Going down the data below, set down exactly the line with "object_query: handbag" and each line after it through the line with "object_query: plastic water bottle"; no other lines.

═══

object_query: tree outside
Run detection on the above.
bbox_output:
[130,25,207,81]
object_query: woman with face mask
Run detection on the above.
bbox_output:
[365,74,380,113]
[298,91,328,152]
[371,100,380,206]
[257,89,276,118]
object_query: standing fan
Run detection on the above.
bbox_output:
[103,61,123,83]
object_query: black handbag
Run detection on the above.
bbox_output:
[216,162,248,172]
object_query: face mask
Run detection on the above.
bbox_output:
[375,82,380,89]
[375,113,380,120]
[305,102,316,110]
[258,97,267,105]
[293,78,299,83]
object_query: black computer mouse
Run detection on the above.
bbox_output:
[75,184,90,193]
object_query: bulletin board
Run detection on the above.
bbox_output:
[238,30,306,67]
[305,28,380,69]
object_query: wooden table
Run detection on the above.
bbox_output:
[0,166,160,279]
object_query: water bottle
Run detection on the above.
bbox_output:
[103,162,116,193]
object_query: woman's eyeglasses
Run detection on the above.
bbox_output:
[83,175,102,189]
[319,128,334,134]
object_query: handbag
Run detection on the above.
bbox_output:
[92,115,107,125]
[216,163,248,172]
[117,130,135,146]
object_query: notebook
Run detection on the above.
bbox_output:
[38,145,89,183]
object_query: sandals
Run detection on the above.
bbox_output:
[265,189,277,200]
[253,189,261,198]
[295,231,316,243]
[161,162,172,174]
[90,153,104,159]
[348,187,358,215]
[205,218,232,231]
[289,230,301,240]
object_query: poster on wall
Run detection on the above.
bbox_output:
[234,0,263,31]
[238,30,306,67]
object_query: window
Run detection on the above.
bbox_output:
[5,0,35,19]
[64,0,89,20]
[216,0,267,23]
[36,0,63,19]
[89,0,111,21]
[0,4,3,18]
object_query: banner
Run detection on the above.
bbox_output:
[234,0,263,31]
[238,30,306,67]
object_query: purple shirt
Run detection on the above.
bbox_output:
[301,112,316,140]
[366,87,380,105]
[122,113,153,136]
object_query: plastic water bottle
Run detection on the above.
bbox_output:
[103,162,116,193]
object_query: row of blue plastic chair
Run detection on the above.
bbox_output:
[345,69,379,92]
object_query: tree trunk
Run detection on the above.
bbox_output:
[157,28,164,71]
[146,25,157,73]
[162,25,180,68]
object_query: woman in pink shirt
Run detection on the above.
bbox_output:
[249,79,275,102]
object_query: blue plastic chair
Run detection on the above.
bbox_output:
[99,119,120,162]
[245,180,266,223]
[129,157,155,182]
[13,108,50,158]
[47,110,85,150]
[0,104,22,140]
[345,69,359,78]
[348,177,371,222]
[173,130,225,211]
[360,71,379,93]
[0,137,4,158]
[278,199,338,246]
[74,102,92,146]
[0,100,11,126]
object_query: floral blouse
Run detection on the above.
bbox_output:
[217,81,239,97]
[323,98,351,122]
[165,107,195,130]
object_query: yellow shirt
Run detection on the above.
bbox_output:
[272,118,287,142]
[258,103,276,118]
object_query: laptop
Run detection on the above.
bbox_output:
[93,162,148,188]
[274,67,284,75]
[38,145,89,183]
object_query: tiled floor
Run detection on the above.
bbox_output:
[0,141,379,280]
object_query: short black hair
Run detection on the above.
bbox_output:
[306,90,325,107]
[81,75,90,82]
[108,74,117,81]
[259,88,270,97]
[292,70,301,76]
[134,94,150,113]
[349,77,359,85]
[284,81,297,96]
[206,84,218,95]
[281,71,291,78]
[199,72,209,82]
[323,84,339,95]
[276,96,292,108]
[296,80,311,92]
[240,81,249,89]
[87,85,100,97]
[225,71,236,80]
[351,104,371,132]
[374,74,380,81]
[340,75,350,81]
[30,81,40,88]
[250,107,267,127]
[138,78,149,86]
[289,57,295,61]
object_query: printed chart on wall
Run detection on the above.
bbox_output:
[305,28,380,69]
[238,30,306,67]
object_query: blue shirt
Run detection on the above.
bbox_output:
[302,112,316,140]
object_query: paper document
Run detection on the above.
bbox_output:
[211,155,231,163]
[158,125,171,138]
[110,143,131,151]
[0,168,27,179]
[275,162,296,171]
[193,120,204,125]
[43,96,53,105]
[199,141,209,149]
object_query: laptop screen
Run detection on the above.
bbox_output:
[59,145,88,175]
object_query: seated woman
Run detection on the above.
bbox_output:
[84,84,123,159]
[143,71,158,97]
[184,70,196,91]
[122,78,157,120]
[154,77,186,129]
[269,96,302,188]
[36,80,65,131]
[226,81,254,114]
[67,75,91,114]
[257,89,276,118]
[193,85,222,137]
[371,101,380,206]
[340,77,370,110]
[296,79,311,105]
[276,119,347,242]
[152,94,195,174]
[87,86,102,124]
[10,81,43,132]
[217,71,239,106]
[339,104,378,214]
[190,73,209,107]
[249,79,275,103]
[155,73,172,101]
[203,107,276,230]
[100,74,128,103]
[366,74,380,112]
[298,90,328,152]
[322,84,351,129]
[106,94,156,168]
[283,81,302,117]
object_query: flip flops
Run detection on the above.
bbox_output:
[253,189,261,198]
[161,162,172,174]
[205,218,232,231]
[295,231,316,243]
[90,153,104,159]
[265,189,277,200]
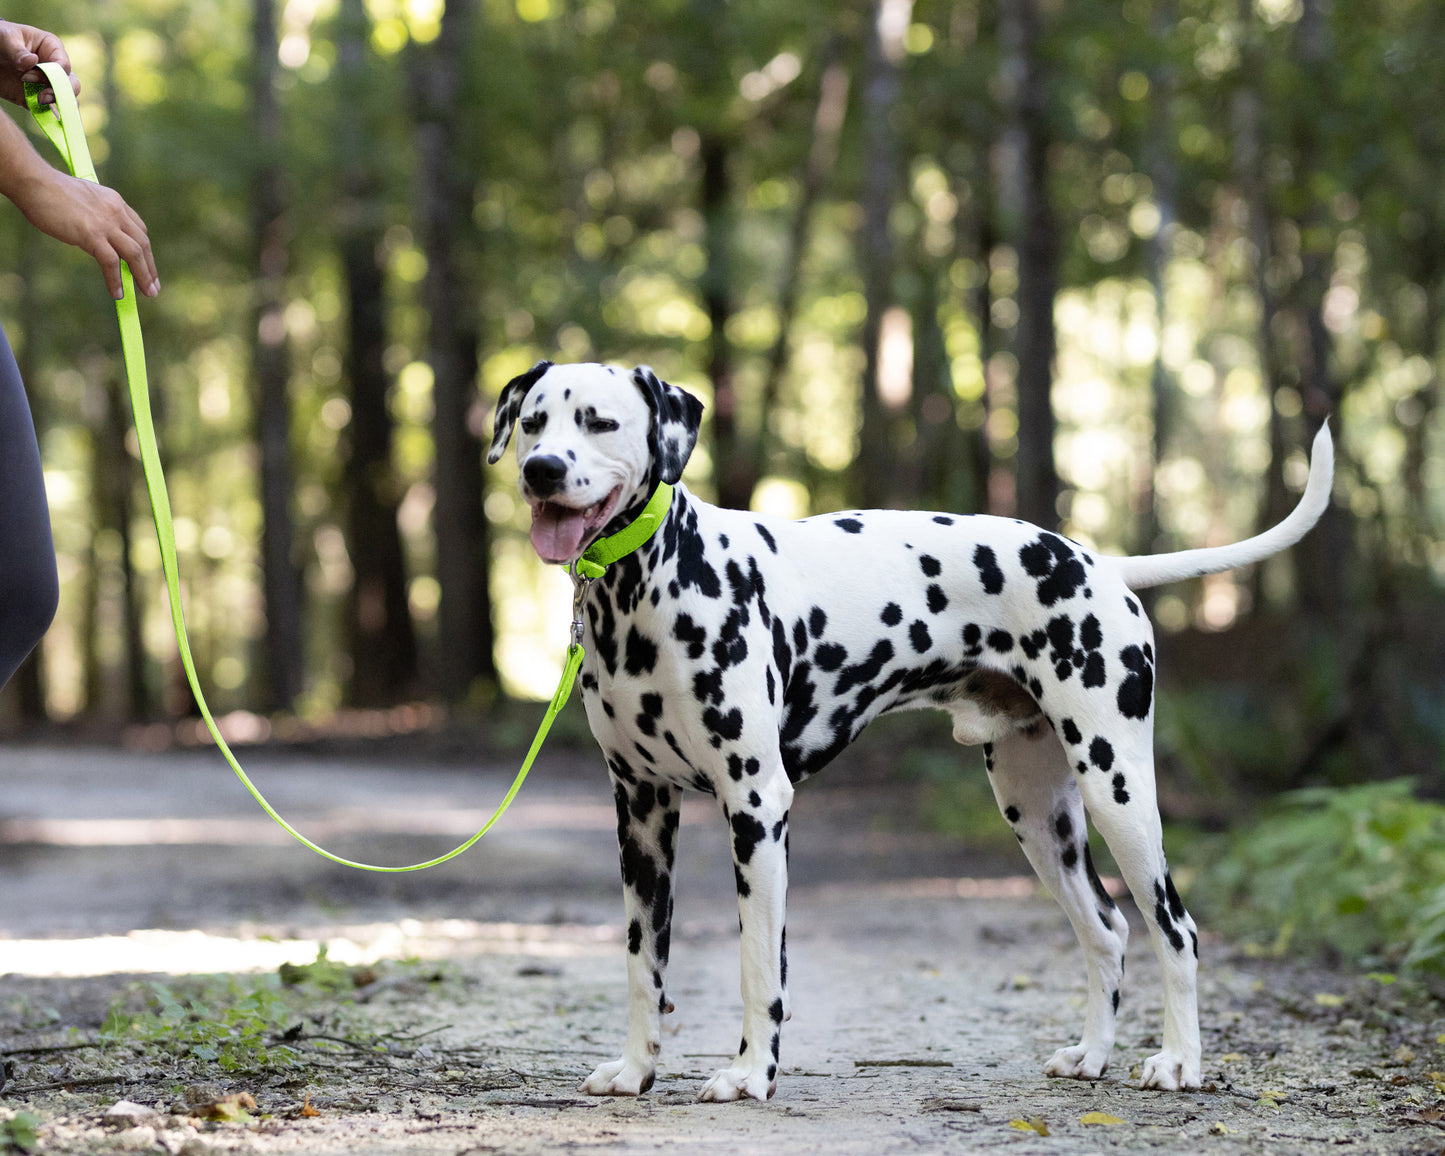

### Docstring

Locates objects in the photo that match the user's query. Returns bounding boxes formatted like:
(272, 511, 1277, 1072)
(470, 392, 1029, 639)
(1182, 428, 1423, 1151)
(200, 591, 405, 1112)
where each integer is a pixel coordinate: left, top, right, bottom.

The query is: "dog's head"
(487, 361, 704, 565)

═══

### ANSWER FOR THIS EXERCISE
object_query: handbag
Run detection on the above.
bbox_output:
[92,115,107,125]
[216,163,248,172]
[117,130,135,146]
object_query: notebook
Run detection on the above.
bbox_output:
[38,145,89,183]
object_query: sandals
Run detection on the above.
bbox_output:
[265,189,277,200]
[253,189,261,198]
[295,231,316,243]
[161,162,172,174]
[90,153,104,159]
[348,187,358,215]
[205,218,232,231]
[289,230,301,240]
object_query: poster on wall
Run detection on the above.
bbox_output:
[234,0,263,31]
[238,30,306,67]
object_query: window
Run detection on the above.
bbox_output:
[5,0,35,19]
[64,0,89,20]
[216,0,267,23]
[36,0,63,19]
[89,0,111,21]
[0,4,3,18]
object_query: banner
Run detection on the above.
bbox_output:
[234,0,263,31]
[238,30,306,67]
object_query: purple shirt
Run detection on the above.
bbox_output:
[301,112,316,140]
[366,87,380,105]
[122,113,153,136]
object_query: plastic water bottle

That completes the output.